» INFORMATION SUPPLIED
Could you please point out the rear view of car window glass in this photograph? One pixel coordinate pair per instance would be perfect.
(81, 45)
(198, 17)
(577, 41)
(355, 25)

» YOUR INSTRUCTIONS
Using the listing above, retype each line exactly.

» OUTPUT OF THE EXERCISE
Could you please point out the rear view of car window glass in this photograph? One pixel coordinate pair per instance would be perfect.
(81, 45)
(198, 17)
(577, 41)
(355, 25)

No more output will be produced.